Consigne
Pouvez-vous réécrire le passage de l’extrait sur la qualité des notebooks qui va de "Enfin, parmi ces" jusqu’à "GitHub et Kaggle.", en y remplaçant "GitHub" par "GitLab" ?

Tout d’abord, nous avons fait l’hypothèse forte que la popularité des notebooks nous servira de référence dans l’identification des bonnes pratiques. Nous avons également sélectionné les sources dites “références” en nous basant sur leur réputation (différente de leur popularité au sens défini dans cette analyse) et leur impact sur la communauté de la science des données.

De plus, nous faisons l’hypothèse que la qualité d’un Jupyter Notebook est mesurable à la manière d’un code source Python traditionnel. Nous appliquerons alors des outils d’analyses standards tels que l’analyse statique Pylint ou encore une analyse structurelle du Jupyter Notebook (enchaînement de cellules de markdown/code) qui nous donneront un score pouvant être assimilé aux critères de qualité de code.

Hypothèse 1 : la qualité du code dans les notebooks est bonne.

Expérience

Il s’agit d’identifier les notebooks exploitables pour le reste des expériences. Nous identifions ici les notebooks ayant un score Pylint acceptable, c’est-à-dire un score strictement supérieur à 0. Nous appliquons cette sélection afin de ne pas impacter les résultats suivants.

Enfin, parmi ces notebooks exploitables, il s’agit d’identifier la répartition des scores Pylint pour en connaître la tendance. Cette répartition s’intéressera en particulier aux notebooks populaires, c’est-à-dire les dépôts ayant le plus d’engagements sur GitHub et Kaggle.

(Entrées d’annotation de formes)
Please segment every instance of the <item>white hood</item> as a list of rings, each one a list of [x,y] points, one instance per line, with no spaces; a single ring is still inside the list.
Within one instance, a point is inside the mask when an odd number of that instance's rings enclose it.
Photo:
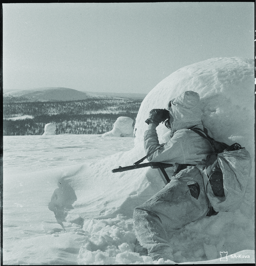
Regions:
[[[197,92],[187,91],[171,101],[173,115],[172,129],[175,131],[201,124],[200,97]]]

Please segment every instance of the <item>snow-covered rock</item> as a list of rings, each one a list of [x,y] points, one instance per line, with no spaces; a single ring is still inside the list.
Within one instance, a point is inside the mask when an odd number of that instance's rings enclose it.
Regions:
[[[166,108],[168,103],[186,91],[199,95],[202,121],[217,140],[239,143],[253,157],[254,139],[254,60],[241,57],[213,58],[178,70],[158,84],[142,103],[136,119],[136,146],[142,147],[145,122],[154,108]],[[169,130],[157,128],[159,141]]]
[[[133,120],[127,116],[119,116],[114,123],[111,131],[102,134],[102,137],[133,137]]]
[[[55,135],[56,126],[53,123],[49,123],[45,126],[45,132],[43,135]]]

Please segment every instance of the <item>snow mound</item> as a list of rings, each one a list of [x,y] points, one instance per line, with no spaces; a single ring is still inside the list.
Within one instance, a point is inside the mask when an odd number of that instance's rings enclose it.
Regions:
[[[133,120],[127,116],[120,116],[114,123],[113,129],[101,137],[133,137]]]
[[[43,135],[55,135],[56,130],[55,124],[53,123],[49,123],[45,126],[45,132]]]
[[[141,147],[145,122],[154,108],[166,108],[169,102],[186,91],[200,96],[202,121],[216,140],[239,142],[253,157],[254,134],[254,60],[240,57],[213,58],[179,69],[148,94],[136,118],[136,146]],[[169,130],[157,128],[159,141]]]

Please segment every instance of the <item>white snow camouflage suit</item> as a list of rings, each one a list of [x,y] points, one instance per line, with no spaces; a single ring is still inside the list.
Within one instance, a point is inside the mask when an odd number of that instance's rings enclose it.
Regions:
[[[199,100],[198,93],[188,91],[172,100],[174,134],[148,160],[173,165],[205,163],[207,155],[213,151],[210,142],[187,129],[195,125],[203,129]],[[159,146],[155,129],[145,131],[144,144],[146,154]],[[168,238],[177,229],[205,217],[209,205],[201,174],[195,166],[188,166],[172,177],[163,189],[135,208],[133,220],[138,240],[153,259],[172,260]]]

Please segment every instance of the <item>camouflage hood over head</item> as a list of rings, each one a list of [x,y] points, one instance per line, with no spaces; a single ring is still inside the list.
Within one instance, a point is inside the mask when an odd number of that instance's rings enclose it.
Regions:
[[[202,123],[200,100],[199,94],[197,92],[187,91],[171,100],[173,115],[173,122],[171,124],[173,130],[176,131]]]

Résultat
Enfin, parmi ces notebooks exploitables, il s’agit d’identifier la répartition des scores Pylint pour en connaître la tendance. Cette répartition s’intéressera en particulier aux notebooks populaires, c’est-à-dire les dépôts ayant le plus d’engagements sur GitLab et Kaggle.